===== RECORD LIST =====
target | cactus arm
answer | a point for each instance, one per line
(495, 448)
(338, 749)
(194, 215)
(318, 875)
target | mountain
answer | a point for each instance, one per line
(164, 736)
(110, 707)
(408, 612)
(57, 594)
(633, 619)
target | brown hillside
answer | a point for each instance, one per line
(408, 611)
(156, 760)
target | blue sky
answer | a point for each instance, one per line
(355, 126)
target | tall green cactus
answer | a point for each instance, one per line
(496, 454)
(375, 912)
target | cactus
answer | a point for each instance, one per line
=====
**GOAL**
Copy every line of the material above, requests included, and multiply each coordinate in the answer points by 2.4. Round the results to whole numbers, with halves rounded up.

**CORRECT OUTPUT**
target | cactus arm
answer | a point for each instance, one per line
(1188, 1075)
(811, 1798)
(466, 516)
(763, 2100)
target | mountain
answer | a point for each instance, one per line
(394, 1766)
(264, 1697)
(979, 1469)
(137, 1426)
(1519, 1486)
target | brown hillside
answer | a point for each instance, one per line
(979, 1466)
(374, 1824)
target | blue sky
answer | a point for each instance, one per line
(852, 302)
target | tall green cactus
answer | a point for each instance, one per line
(1190, 1090)
(900, 2189)
target | cactus
answer | a point for each instance, one per line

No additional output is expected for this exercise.